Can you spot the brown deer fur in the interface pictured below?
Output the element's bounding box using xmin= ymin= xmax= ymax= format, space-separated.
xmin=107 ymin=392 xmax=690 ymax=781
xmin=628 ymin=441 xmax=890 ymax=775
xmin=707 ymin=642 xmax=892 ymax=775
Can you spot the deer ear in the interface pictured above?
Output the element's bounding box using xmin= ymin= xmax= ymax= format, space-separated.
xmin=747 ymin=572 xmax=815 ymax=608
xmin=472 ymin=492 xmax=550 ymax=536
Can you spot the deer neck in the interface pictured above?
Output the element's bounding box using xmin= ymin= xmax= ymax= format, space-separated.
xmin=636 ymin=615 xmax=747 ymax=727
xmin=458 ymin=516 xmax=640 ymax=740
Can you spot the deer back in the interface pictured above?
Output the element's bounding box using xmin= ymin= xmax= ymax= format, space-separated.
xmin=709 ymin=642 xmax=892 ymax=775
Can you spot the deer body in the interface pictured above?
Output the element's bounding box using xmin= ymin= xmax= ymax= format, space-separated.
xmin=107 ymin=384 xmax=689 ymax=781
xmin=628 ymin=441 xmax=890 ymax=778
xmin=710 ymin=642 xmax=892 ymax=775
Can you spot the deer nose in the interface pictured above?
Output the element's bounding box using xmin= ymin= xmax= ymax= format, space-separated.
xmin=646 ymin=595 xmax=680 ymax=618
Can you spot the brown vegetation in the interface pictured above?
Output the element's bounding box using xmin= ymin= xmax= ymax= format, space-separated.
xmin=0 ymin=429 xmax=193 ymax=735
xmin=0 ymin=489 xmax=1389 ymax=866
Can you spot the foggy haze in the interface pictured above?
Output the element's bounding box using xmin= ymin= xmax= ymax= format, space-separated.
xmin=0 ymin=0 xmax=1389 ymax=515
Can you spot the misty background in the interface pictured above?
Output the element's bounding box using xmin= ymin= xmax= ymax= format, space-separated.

» TO DO: Present every line of the material above as a Markdown table with the columns Row and Line, numbering each row and leaving out any blank lines.

» COMPLETED EXERCISE:
| Row | Line |
|---|---|
| 1 | Can you spot the brown deer fur in the interface pictured below? |
| 2 | Output the element's bounding box using xmin= ymin= xmax= ymax= format, space-separated. |
| 3 | xmin=107 ymin=392 xmax=690 ymax=781 |
| 4 | xmin=628 ymin=441 xmax=890 ymax=775 |
| 5 | xmin=707 ymin=642 xmax=892 ymax=775 |
| 6 | Can you spot the deer ear in the interface pictured above? |
| 7 | Output the element's bounding box using xmin= ymin= xmax= ymax= format, space-separated. |
| 8 | xmin=747 ymin=572 xmax=815 ymax=608 |
| 9 | xmin=472 ymin=492 xmax=550 ymax=536 |
| 10 | Can you spot the deer neck in the interface pictured above? |
| 11 | Output the element's bounding box using xmin= ymin= xmax= ymax= format, space-separated. |
| 12 | xmin=636 ymin=615 xmax=747 ymax=727 |
| 13 | xmin=458 ymin=516 xmax=640 ymax=740 |
| 14 | Can you spot the deer back in the interface pictured above? |
| 15 | Output the element's bounding box using xmin= ymin= xmax= ymax= format, space-separated. |
| 16 | xmin=709 ymin=642 xmax=892 ymax=775 |
| 17 | Can you spot the deer body in the interface pictured above? |
| 18 | Output the element's bounding box using xmin= ymin= xmax= ymax= format, space-separated. |
| 19 | xmin=107 ymin=384 xmax=689 ymax=781 |
| 20 | xmin=628 ymin=441 xmax=890 ymax=778 |
| 21 | xmin=710 ymin=642 xmax=892 ymax=775 |
| 22 | Can you spot the deer nose in the interface pictured above? |
| 23 | Output the element's bounding box using xmin= ymin= xmax= ymax= format, space-separated. |
| 24 | xmin=646 ymin=595 xmax=680 ymax=618 |
| 25 | Can you spot the brown vegetation in the interface pictured above? |
| 26 | Output the element's bounding box using xmin= ymin= xmax= ymax= format, space-separated. |
| 27 | xmin=0 ymin=429 xmax=193 ymax=735 |
| 28 | xmin=0 ymin=489 xmax=1389 ymax=866 |
| 29 | Can you spot the foggy haze in the interface pictured above? |
| 30 | Output the element's bounding box using xmin= ymin= xmax= ymax= format, space-separated. |
| 31 | xmin=0 ymin=0 xmax=1389 ymax=515 |
| 32 | Can you spot the misty background in the interface pictured above? |
| 33 | Output the element's bounding box using xmin= ymin= xmax= ymax= format, space-separated. |